Дочь Шведа стала террористкой. Она бросила бомбу в самое сердце своего отца. Она убила Хемлина, хозяина единственного в 50-х годах магазина в Олд-Римроке. Универсальный магазин Хем-лина с почтой, в окошечко которой и была подложена бомба, и доской объявлений служил местом встреч старинной фермерской общине со времен президента Уоррена Гамалиела Гардинга. Здесь стояла первая школа дочки Лейвоу, на ступеньках магазина дети ждали родителей. Сюда каждую субботу приходил Швед, чтобы купить свежий номер «Ньюарк ньюс». Ему доставляло «несказанное удовольствие» идти целый час пешком по холмистой дороге. Швед любил это пронизанное пасторальными эмоциями место. В старой «Ньюарк ньюс» содержалась специальная рубрика, посвященная их району и называвшаяся «По Лакауанне». «А как красиво звучит само слово "Лакауанна"» (с. 406). Швед забирал с прилавка газету, где рукой жены Хемлина написано «Лейвоу», говорил хозяину: «Пока, Рассел», потом разворачивался и шагал назад до самого своего любимого большого старинного каменного дома и осеняющих его вековых кленов. «... и все, мимо чего он шел, умиляло его: белые изгороди пастбищ, холмистые покосные луга, кукурузные поля, овощные посадки, амбары, лошади, коровы, пруды, ручейки, ключи, водопады, заросли хвоща и жерухи,

лужайки и лесные массивы - все вызывало в нем восторженную любовь горожанина, только что переехавшего в деревню. Он шагал и разбрасывал воображаемые семена» (с. 406). Швед всю жизнь любил этот рассказ про Джонни Яблочное Семечко, который «широким шагом, с мешком яблочных зернышек на плече, безмерно любящий землю, ходил пешком по стране и, где бы ни появлялся, всюду разбрасывал свои семена» (с. 403).

Вездесущий Джонни Яблочное Семечко повсюду сажал яблони. «Кто велел ему сажать яблони?» - спрашивала Мерри в том возрасте, когда детям уже рассказывают сказки на сон грядущий. и стоило ему начать рассказывать какую-нибудь другую историю. принималась кричать: «Джонни! Хочу про Джонни!» И когда по субботам Швед не мог отказать себе шагать пять миль туда и обратно в центр Олд-Римрока, он думал: «Ну я вылитый Джонни Яблочное Семечко!» В такие минуты Швед был «красивый на загляденье, большой, бесконечно привлекательный мужчина, счастливый в эту минуту всем, что дала ему жизнь» (с. 407).

В это «яблочко» и попала дочь Мерри, отказавшаяся от всего, чему учили ее отец с матерью. Швед и его жена-ирландка Доун тоже считали, что их «родители не улавливают новых веяний, не чувствуют реалий послевоенного мира, в котором люди вполне могут жить в согласии - всякие люди, бок о бок, независимо от происхождения. Мы новое поколение, и не нужны нам ничьи комплексы, ни свои, ни чьи бы то ни было» (с. 398).

[Записи набора данных]
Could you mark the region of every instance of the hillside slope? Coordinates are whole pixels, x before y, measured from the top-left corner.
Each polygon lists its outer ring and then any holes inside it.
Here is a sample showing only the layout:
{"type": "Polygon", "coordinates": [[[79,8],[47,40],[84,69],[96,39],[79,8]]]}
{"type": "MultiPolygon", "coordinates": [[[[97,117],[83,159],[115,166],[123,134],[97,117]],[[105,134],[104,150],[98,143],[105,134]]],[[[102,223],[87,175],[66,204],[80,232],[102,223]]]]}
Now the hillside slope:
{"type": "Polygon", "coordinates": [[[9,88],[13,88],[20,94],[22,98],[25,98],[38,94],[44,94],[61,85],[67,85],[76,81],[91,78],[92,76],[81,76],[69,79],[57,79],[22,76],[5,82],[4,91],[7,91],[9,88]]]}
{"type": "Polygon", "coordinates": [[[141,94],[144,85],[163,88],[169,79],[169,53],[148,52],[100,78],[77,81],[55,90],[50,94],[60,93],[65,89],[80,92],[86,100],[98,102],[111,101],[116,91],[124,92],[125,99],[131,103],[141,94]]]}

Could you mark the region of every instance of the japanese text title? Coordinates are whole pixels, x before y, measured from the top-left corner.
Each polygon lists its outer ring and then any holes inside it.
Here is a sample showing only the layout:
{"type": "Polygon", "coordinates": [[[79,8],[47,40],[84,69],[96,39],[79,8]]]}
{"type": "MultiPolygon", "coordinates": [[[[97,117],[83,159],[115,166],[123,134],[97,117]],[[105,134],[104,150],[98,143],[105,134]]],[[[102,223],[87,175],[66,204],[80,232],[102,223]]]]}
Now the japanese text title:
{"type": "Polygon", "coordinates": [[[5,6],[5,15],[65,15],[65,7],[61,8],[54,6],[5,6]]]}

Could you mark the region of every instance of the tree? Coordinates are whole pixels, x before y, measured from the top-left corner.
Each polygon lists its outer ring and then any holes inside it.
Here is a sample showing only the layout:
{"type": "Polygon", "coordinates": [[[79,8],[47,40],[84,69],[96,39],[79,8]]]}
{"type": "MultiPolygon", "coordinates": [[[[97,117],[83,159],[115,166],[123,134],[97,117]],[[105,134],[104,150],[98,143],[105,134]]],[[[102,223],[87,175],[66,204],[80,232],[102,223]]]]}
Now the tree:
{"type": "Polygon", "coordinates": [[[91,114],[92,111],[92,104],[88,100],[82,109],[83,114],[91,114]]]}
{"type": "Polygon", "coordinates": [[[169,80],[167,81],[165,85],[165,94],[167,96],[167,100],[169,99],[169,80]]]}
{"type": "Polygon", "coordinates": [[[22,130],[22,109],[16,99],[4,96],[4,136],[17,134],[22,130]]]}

#### Вопросы и задания
a: Перечислите все номера страниц, на которые ссылается текст о Шведе.
b: Как называлась рубрика старой «Ньюарк ньюс», посвященная району Шведа, согласно тексту о Шведе?
c: Продолжите текст о Шведе и его дочери сразу после его последнего предложения.

#### Список ответов
a: 406, 403, 407, 398

b: «По Лакауанне».

c:
«Но если ты не станешь восхвалять все католическое как твоя мать, а я не стану вслед за отцом утверждать, что евреи - это соль земли, тогда наверняка окажется, что вокруг много людей, которые не носятся с протестантизмом, как это делали их отцы и матери. Сейчас никто ни над кем не возносится. Как раз за это мы и сражались на войне» (с. 398). Кстати, «получив аттестат Уиквэй-ской средней школы в июне сорок пятого, Швед на другой же день записался в морскую пехоту и был полон надежды принять участие в операциях, которые положат конец войне» (с. 24).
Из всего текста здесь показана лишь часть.